Required work
1: Retype the passage from the text on The Hidden Pope from "THE STORY OF" up to and including "dangerous of conditions.".
2: Answer these questions using the text on The Hidden Pope.
(a) Which company is listed as the publisher?
(b) In what year was the memoir Gift and Mystery published?
(c) When was the decision to begin studies toward ordination made definite?
┌─ Extracted text
The Hidden Pope by O'Brien Darcy;

The Hidden Pope by O'Brien Darcy;

Author:O'Brien, Darcy;
Language: eng
Format: epub
ISBN: 9781497658561
Publisher: Open Road Integrated Media, Inc.


Chapter 17

THE STORY OF MY PRIESTLY VOCATION? IT IS KNOWN ABOVE ALL TO GOD,” Pope John Paul II begins a lyrical memoir, Gift and Mystery, published in 1996. “At its deepest level, every vocation to the priesthood is a great mystery; it is a gift which infinitely transcends the individual…. Faced with the greatness of the gift, we sense our own inadequacy.” Despite this sense of mystery, however, the pope manages in a few succinct paragraphs to isolate certain events, people, and circumstances that affected his decision to begin studies toward his ordination. This decision was not made definite until late 1942, under the most trying and dangerous of conditions.
└─
┌─ Provided material
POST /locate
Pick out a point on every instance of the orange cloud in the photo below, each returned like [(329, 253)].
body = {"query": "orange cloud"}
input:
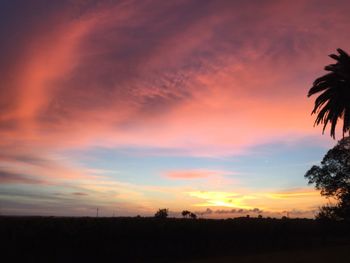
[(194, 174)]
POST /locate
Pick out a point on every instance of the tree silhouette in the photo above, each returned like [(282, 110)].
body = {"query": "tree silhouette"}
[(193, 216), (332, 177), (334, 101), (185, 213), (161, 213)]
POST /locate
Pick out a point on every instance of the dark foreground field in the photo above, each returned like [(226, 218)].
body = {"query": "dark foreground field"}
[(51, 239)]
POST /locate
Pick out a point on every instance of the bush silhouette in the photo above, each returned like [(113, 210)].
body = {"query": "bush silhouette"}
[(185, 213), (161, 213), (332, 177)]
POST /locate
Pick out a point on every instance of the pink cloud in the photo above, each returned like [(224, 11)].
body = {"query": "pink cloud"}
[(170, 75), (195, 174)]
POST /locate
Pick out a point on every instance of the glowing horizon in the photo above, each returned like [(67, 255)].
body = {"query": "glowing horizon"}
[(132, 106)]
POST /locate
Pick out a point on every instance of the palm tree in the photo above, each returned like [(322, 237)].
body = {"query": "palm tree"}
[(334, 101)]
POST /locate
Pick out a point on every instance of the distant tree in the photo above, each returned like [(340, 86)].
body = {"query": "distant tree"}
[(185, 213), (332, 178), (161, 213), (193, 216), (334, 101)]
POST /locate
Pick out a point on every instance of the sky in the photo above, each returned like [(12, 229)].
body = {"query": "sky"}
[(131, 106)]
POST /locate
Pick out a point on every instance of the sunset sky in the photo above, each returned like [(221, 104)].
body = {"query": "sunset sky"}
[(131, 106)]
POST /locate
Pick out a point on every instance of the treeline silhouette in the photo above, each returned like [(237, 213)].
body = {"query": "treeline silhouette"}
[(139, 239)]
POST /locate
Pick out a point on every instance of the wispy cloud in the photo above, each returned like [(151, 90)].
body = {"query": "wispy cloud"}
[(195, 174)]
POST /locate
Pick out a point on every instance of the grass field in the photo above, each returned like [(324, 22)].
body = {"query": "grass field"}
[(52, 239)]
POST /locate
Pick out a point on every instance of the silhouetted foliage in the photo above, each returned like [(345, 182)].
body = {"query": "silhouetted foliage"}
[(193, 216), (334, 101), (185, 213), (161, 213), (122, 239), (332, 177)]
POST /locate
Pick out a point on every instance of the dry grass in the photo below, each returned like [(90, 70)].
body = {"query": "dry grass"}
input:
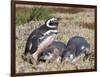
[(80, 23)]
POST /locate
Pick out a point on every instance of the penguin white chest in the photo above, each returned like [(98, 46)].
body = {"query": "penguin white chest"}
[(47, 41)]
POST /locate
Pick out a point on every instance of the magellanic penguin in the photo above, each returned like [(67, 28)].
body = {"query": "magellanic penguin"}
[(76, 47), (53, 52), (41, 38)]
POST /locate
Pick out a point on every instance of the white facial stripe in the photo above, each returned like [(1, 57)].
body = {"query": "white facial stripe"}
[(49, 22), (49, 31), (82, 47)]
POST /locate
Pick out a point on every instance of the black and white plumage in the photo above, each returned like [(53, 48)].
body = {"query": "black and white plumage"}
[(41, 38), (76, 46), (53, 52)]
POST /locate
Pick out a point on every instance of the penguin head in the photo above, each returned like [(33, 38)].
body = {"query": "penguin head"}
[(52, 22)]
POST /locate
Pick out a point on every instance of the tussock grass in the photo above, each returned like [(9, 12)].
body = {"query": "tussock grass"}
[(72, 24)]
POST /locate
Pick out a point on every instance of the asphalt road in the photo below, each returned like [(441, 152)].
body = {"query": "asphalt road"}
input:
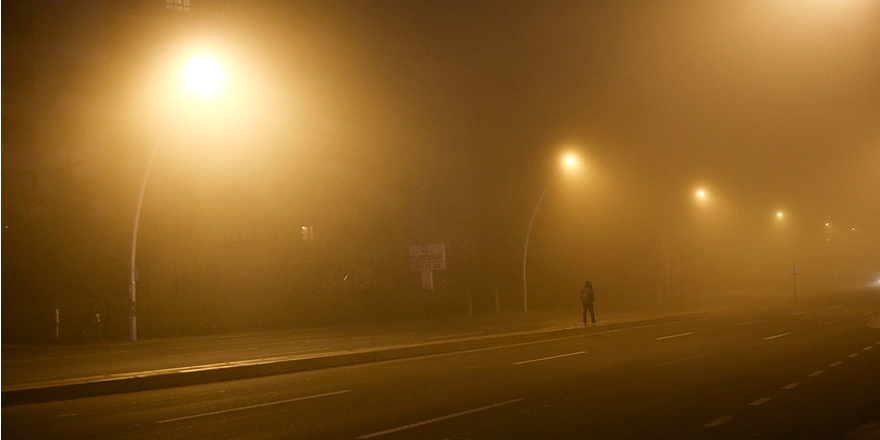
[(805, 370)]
└─
List of solutions
1:
THE STORY OF MY PRIESTLY VOCATION? IT IS KNOWN ABOVE ALL TO GOD,” Pope John Paul II begins a lyrical memoir, Gift and Mystery, published in 1996. “At its deepest level, every vocation to the priesthood is a great mystery; it is a gift which infinitely transcends the individual…. Faced with the greatness of the gift, we sense our own inadequacy.” Despite this sense of mystery, however, the pope manages in a few succinct paragraphs to isolate certain events, people, and circumstances that affected his decision to begin studies toward his ordination. This decision was not made definite until late 1942, under the most trying and dangerous of conditions.

2:
(a) Open Road Integrated Media, Inc.
(b) 1996
(c) Late 1942